Daten zur Positionsbestimmung:
'''

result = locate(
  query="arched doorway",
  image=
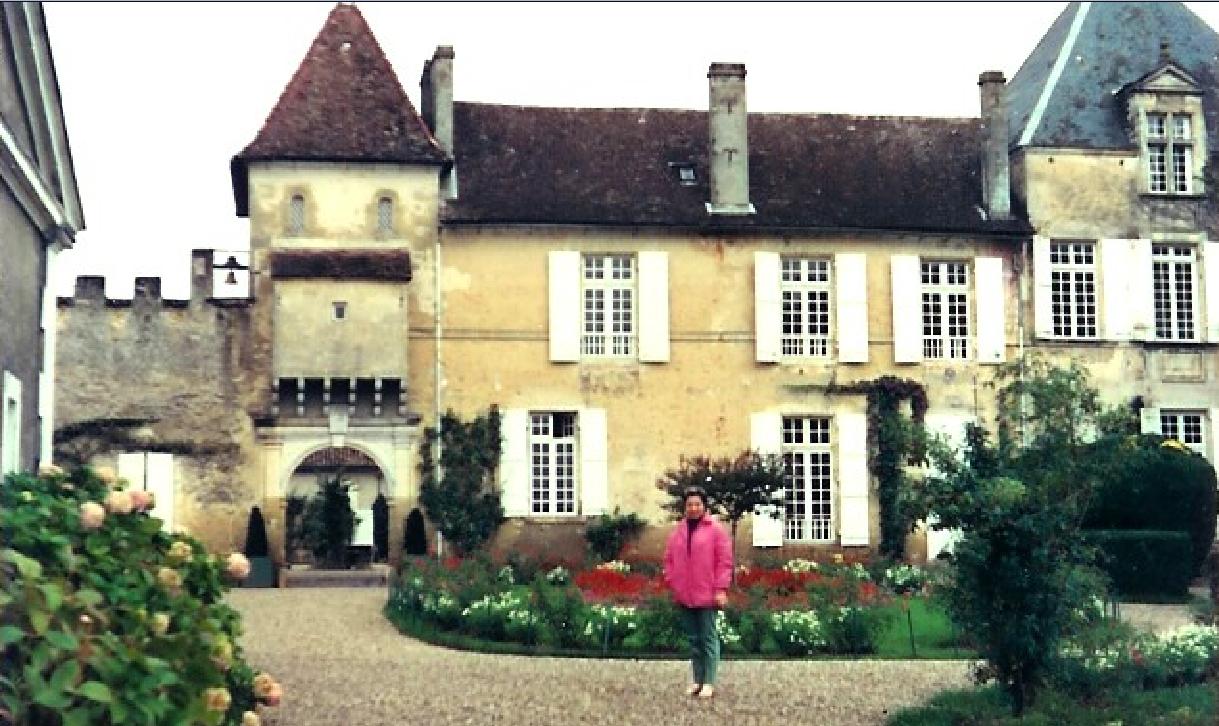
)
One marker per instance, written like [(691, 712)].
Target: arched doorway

'''

AUFGABENSTELLUNG:
Zitiere die oben stehenden Daten vollständig und Zeile für Zeile wortgetreu. Lass dabei die Bilder weg.

LÖSUNG DER AUFGABE:
result = locate(
  query="arched doorway",
  image=
)
One marker per instance, written like [(691, 712)].
Target: arched doorway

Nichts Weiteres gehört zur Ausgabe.